# Records for this exercise

-=-=-

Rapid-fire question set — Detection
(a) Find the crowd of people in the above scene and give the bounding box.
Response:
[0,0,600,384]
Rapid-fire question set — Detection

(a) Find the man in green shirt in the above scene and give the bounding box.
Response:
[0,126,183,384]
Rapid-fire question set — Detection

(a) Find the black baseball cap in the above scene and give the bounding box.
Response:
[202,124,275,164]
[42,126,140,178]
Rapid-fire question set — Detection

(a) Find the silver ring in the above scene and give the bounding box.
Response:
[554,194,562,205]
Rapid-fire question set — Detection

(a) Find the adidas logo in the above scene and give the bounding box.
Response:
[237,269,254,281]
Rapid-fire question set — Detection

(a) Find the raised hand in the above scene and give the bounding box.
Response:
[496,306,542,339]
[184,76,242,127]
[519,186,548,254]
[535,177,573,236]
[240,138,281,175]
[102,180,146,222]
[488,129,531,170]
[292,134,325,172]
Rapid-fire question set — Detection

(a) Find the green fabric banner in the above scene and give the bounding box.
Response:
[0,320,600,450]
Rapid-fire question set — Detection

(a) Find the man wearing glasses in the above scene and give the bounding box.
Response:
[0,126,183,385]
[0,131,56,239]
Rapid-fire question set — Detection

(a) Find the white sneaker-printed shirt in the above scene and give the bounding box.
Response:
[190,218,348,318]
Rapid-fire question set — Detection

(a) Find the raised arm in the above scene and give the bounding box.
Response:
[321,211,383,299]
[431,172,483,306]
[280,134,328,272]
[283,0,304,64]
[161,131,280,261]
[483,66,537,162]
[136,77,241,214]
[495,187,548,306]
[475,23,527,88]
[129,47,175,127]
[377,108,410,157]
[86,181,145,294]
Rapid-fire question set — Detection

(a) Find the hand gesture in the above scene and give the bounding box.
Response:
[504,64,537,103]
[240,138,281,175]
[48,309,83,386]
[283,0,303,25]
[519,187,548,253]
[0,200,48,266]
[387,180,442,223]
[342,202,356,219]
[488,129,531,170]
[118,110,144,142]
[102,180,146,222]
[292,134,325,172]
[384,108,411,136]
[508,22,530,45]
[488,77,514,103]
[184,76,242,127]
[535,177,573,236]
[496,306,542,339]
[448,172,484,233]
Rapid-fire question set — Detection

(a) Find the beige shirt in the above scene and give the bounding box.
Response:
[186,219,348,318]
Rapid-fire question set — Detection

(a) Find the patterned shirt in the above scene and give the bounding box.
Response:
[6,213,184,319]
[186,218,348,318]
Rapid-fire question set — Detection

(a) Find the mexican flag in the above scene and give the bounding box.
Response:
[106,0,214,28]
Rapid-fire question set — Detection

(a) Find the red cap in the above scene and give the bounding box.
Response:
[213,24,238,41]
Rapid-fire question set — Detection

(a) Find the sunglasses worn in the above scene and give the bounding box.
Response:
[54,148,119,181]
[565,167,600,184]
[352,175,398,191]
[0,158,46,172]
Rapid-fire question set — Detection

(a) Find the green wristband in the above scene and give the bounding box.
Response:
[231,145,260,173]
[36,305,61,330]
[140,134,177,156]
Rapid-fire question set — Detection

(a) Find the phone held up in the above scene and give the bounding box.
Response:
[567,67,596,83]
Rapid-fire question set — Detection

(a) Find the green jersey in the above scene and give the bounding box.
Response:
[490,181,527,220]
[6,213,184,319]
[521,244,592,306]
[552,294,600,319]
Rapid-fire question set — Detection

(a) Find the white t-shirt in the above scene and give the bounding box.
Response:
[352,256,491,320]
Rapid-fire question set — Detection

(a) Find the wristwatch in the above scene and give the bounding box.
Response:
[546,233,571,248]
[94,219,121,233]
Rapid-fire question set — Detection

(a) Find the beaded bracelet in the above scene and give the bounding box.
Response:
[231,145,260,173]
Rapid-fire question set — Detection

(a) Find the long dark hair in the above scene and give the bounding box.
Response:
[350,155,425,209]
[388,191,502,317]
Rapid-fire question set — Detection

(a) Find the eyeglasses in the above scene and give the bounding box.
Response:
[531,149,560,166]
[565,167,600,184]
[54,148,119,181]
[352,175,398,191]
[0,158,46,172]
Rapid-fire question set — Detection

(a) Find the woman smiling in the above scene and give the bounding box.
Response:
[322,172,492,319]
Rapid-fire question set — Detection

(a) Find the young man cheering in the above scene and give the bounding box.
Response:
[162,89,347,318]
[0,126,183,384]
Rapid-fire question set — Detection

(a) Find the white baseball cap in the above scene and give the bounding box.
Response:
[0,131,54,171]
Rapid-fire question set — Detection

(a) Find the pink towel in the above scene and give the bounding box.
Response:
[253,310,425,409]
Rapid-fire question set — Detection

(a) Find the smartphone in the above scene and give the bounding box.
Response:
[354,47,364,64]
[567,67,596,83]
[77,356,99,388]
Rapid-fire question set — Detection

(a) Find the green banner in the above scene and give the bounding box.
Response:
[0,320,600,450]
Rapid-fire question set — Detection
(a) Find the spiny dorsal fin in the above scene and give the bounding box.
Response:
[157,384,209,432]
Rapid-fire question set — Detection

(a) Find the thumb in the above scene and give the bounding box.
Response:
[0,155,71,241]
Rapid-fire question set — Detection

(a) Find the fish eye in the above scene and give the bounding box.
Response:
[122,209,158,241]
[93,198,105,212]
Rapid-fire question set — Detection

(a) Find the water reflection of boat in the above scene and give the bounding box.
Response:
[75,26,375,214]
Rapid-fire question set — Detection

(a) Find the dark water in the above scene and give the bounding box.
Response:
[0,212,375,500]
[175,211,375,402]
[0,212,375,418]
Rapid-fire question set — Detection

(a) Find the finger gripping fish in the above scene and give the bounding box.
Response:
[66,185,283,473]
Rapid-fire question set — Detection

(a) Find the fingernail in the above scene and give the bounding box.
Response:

-=-=-

# Prompt
Reproduce the material from its first line through the line containing "[42,126,140,178]", renaming "baseball cap" to "ball cap" and leaving everything else unchanged.

# Output below
Rapid-fire question set — Detection
(a) Find the crowd of people in the above scene and give the bounding box.
Response:
[0,0,600,384]
Rapid-fire question set — Detection

(a) Find the man in green shirt in the above scene and give the bounding box.
Response:
[0,126,183,384]
Rapid-fire question set — Detection

(a) Find the black ball cap in the above scene and give the bounding box.
Response:
[202,124,275,164]
[42,126,140,178]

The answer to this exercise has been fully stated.